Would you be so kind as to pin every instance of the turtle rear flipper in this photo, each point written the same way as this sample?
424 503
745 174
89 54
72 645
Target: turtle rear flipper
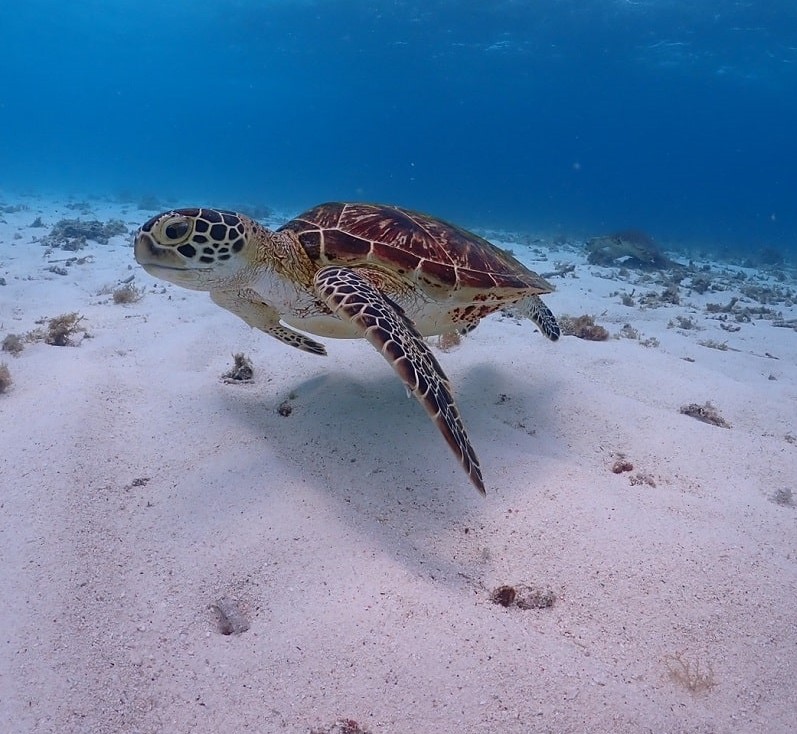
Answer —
533 308
351 295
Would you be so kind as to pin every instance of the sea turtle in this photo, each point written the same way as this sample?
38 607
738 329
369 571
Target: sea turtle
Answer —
346 270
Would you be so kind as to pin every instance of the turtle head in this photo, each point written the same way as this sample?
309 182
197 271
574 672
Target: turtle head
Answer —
195 248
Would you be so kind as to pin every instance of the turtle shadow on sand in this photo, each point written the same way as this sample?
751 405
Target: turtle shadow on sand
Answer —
413 502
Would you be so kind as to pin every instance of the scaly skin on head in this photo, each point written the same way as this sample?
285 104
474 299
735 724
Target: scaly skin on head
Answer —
209 249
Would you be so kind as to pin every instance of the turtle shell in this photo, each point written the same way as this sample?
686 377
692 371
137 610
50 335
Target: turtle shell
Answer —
411 244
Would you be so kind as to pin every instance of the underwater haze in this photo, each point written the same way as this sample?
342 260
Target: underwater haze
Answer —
674 116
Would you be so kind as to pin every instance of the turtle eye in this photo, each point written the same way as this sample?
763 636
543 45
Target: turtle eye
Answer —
175 229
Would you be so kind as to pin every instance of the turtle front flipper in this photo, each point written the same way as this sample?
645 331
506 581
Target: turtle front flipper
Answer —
247 305
352 296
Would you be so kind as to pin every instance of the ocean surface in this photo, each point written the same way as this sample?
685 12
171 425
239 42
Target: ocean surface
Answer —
575 116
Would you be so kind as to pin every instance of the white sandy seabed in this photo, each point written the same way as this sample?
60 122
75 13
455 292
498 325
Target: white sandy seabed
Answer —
141 492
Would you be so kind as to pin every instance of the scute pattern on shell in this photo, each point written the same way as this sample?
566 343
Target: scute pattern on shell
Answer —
406 241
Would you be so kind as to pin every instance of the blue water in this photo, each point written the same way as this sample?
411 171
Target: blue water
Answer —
678 117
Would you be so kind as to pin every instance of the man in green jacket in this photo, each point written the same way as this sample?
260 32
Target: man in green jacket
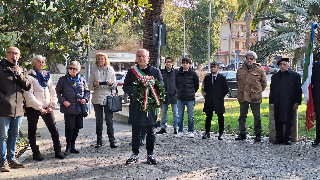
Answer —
13 80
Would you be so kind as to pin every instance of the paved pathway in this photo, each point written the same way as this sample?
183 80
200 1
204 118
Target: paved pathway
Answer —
179 158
┄┄┄┄┄┄┄┄┄┄┄┄┄┄┄┄┄┄┄┄
- What needs to be done
Set down the material above as is, without any pictures.

- Response for this exercise
Would you be so kind as to pin every instance of the turtle rear flipper in this photo, each point written the same way as this sample?
424 503
745 174
89 54
72 645
Target: turtle rear flipper
Answer —
533 308
351 295
Would you be so kind as to pin every instance of the sea turtle in this photo, each point written the same way as this sample?
38 607
738 329
369 571
Target: sea turtle
Answer —
346 270
Would you be so kind as to pin every instance of the turtle head in this photo, each point written the same way as this sample?
309 182
197 271
574 672
Target: turtle head
Answer —
195 248
Would you be so kind as to pin every instance of the turtle shadow on sand in this photo, each point written the same way as this sample?
751 405
Target: turtle shadow on sand
Answer —
413 502
Would you be so kind as to pin every instance of the scaly skin on head in this photo, each point written the same way as this sample?
285 104
474 299
735 724
Target: scaly skin on head
Answer —
209 249
Would you be so kind as to pin every instance of the turtle shell in this photo, each point written the same way as this sample?
686 377
692 371
137 610
50 335
Target: turtle shell
Answer —
411 244
Would you be so kind as to pin every instance of the underwater haze in this photo, each point written the same way as this sample?
342 260
Target: underwater haze
Answer —
674 116
Would you be so kind as to pin every instance of the turtle eye in this photo, each point written the same way as this sample?
763 636
543 45
Target: turtle eye
Answer —
175 229
Would you be so kind as to pin every instance of the turtle front flipper in this photo, each point written the same way as this sample?
645 331
506 581
Target: turtle front flipper
Answer —
247 305
352 296
Would you be so kind as to pin every instance of the ocean surface in this photo, each point written the same way as this sample?
685 12
171 425
239 42
Target: ocean surface
Answer —
575 116
Would you be so kind as to pin every instance of the white sandy seabed in this photo, each point written the same way as this sample?
60 122
75 13
455 292
498 325
Target: white sandy seabed
Answer —
141 492
Would you be so kind as to pin every instance of the scute pattern on shell in this photo, each point written the same way as this sample?
566 343
Target: scute pattern on shell
Answer —
406 241
Would you be so kind as to pin every instance of the blue water in this photo, each point written the same way as this sample?
411 171
Target: blue water
Answer —
678 117
Would you be so kind as to pin every instance of the man in green jacket in this photo, each point written the same way as this sample?
260 32
Target: man in green jacket
Answer —
13 80
Would you be so kind as to pin every instance of the paved pathway in this photo, each point written the same way as this sample?
183 80
200 1
204 118
Target: paved pathway
Answer —
179 158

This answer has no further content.